▶ [WHAT IS BEING ASKED] Copy out the listing below, starting at the line containing "Element lookup — where exactly is the green" and ending at the line containing "xmin=176 ymin=325 xmax=198 ymax=336". Swap "green leaf" for "green foliage" and leave everything else as it is.

━━━ INPUT DATA

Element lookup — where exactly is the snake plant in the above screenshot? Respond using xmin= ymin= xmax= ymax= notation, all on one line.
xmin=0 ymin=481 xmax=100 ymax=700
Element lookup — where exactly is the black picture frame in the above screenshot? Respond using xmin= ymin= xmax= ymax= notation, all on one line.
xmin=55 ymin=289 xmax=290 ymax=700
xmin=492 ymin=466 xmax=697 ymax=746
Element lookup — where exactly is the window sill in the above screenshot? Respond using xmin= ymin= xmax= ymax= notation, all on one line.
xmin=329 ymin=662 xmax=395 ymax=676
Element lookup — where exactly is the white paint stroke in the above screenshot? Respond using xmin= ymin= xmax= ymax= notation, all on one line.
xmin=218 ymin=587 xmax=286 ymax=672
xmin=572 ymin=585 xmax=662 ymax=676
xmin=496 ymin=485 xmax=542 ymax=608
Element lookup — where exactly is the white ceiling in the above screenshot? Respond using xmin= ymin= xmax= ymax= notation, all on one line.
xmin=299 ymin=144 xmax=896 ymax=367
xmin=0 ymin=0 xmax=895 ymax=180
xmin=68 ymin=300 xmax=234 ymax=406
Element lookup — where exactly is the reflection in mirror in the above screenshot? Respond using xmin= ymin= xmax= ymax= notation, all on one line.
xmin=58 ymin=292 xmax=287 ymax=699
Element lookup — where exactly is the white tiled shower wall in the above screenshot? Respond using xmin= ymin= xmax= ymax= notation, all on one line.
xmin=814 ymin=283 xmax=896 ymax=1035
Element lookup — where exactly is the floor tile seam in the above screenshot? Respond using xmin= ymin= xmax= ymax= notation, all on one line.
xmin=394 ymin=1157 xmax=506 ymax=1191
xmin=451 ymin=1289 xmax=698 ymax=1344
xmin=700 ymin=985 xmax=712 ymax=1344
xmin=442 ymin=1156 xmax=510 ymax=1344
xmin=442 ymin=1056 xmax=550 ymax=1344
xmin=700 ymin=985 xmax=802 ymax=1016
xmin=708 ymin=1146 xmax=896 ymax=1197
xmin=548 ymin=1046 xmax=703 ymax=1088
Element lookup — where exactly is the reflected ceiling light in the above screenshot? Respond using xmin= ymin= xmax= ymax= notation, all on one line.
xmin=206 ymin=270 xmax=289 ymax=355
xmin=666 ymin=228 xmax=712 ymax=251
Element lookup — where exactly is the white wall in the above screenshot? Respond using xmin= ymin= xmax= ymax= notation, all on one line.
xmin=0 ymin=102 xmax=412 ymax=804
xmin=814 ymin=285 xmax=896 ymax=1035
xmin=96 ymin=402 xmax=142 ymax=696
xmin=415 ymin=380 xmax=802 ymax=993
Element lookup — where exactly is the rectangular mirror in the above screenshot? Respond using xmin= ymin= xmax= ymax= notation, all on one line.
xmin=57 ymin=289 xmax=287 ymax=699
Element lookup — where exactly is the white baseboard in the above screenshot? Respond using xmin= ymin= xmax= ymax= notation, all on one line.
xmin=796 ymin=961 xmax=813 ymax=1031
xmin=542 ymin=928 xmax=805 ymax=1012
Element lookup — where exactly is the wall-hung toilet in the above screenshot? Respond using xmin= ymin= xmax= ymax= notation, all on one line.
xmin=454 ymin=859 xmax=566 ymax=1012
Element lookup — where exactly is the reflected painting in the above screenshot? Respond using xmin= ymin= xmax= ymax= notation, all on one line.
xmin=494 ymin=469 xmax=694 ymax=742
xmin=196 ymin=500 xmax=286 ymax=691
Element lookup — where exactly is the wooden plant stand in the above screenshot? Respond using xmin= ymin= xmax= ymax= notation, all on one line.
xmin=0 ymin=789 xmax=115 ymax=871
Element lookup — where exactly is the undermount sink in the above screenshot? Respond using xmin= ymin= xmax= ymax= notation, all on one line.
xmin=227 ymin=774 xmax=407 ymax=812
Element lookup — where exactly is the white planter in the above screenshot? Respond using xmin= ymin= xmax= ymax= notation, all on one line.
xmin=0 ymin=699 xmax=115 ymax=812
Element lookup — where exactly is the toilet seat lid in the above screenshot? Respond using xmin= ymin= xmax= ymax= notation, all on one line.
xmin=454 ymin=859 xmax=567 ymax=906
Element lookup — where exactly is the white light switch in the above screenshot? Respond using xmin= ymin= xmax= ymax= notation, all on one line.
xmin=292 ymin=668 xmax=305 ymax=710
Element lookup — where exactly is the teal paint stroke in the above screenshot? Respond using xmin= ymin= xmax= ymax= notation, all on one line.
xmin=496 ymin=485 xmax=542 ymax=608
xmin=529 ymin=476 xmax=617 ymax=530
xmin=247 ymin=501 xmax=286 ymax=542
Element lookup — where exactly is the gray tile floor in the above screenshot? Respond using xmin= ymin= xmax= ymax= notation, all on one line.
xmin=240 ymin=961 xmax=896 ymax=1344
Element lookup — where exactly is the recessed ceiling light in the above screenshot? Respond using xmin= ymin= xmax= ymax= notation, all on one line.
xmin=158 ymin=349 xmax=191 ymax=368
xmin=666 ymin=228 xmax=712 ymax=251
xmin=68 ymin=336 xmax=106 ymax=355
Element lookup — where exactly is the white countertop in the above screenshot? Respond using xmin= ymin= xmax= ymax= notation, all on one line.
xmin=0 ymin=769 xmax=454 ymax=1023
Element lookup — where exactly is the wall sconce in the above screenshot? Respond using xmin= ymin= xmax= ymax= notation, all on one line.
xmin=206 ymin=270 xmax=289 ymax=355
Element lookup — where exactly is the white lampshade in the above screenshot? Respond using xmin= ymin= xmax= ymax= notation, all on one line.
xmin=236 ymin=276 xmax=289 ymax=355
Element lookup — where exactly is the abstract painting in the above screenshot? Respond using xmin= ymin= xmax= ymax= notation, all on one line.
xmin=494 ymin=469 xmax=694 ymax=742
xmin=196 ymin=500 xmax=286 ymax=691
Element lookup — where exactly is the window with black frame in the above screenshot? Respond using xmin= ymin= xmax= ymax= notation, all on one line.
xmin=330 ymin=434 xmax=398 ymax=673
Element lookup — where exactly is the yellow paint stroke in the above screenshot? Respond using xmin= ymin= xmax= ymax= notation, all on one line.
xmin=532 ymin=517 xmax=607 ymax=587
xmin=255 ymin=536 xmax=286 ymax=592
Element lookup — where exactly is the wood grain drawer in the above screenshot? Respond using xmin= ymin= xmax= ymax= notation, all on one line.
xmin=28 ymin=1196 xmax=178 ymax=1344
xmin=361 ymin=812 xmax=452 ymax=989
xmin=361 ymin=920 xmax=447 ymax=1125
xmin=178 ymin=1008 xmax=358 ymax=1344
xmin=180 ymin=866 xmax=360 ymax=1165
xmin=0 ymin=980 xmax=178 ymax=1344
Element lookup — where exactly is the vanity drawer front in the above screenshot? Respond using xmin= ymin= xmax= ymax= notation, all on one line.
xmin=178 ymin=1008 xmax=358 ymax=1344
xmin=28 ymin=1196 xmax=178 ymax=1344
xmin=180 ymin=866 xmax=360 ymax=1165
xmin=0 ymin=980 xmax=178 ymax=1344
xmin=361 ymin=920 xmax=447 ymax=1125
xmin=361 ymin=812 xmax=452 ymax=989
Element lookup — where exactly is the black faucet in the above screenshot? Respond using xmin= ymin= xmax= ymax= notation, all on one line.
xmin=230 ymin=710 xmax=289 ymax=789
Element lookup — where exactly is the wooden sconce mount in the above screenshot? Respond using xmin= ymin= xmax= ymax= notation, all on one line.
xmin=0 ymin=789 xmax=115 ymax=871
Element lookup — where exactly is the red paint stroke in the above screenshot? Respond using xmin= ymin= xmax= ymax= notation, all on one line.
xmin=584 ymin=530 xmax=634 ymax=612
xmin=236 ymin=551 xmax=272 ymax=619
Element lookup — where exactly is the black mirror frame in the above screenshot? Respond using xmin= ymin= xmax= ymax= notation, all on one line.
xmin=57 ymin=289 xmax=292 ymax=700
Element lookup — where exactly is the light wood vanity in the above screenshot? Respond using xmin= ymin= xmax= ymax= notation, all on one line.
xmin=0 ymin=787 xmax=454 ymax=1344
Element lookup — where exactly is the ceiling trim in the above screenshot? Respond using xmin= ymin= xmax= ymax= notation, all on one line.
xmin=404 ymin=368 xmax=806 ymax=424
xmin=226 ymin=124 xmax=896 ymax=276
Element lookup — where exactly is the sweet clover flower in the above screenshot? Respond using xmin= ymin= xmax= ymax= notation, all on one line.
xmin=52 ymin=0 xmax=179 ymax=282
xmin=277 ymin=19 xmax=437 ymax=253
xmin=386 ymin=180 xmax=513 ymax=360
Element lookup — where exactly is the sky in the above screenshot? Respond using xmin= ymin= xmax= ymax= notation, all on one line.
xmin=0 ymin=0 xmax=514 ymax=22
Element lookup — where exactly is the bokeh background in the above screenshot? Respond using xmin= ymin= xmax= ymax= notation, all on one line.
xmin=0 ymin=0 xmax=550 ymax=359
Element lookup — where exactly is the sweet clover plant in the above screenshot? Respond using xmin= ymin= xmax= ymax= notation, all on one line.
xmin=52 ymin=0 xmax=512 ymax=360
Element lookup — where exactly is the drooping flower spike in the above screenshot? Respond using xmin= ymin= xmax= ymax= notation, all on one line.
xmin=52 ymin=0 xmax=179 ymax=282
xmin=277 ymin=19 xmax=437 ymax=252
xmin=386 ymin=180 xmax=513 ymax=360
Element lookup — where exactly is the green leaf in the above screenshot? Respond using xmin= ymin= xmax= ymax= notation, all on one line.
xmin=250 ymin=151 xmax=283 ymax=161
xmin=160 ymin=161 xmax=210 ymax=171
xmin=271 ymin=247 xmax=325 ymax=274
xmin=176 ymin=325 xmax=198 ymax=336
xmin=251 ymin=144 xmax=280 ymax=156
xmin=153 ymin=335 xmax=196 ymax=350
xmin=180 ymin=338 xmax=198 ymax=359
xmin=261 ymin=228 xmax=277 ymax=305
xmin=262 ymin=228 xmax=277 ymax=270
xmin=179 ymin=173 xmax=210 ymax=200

━━━━━━

▶ [TASK RESPONSE]
Element lookup — where exactly is the green foliage in the above screenshot? Respond using xmin= ymin= xmax= ymax= notation, all on one line.
xmin=250 ymin=151 xmax=283 ymax=161
xmin=160 ymin=161 xmax=210 ymax=171
xmin=271 ymin=247 xmax=325 ymax=274
xmin=176 ymin=325 xmax=198 ymax=336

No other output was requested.